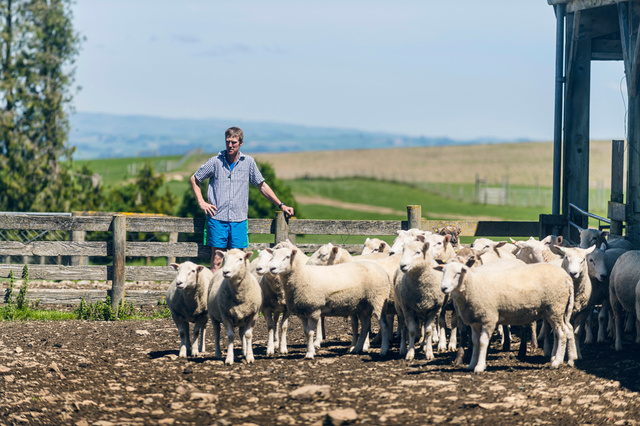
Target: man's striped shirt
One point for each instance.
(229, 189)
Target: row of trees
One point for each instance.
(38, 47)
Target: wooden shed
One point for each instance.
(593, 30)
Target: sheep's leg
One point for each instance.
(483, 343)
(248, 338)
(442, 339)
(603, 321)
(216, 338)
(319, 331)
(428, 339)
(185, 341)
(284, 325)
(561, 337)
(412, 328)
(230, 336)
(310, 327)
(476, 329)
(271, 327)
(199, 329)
::::::::::
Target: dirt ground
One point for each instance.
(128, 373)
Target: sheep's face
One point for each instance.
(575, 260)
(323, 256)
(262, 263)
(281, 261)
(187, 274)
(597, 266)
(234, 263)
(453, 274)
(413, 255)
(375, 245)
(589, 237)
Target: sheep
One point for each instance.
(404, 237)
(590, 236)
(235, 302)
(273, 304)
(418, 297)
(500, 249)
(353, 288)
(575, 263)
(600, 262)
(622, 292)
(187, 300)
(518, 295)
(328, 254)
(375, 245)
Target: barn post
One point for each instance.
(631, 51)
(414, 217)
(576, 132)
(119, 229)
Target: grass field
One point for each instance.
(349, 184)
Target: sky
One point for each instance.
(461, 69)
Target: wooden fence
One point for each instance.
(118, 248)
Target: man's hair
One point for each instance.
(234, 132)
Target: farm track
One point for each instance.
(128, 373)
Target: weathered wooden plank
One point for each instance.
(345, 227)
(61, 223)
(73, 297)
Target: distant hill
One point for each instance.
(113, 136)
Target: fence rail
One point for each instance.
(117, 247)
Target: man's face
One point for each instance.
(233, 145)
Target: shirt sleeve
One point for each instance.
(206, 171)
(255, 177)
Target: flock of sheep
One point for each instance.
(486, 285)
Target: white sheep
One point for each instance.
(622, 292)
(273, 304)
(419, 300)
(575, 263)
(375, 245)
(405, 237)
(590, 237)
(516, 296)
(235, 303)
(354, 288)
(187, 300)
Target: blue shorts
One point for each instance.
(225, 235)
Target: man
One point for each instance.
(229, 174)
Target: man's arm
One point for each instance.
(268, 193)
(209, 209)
::::::::::
* **STATED PROBLEM**: How many lines in the entries above contain the string "fence"? Case counts. Reply with the number alone.

* **TASK ANSWER**: 2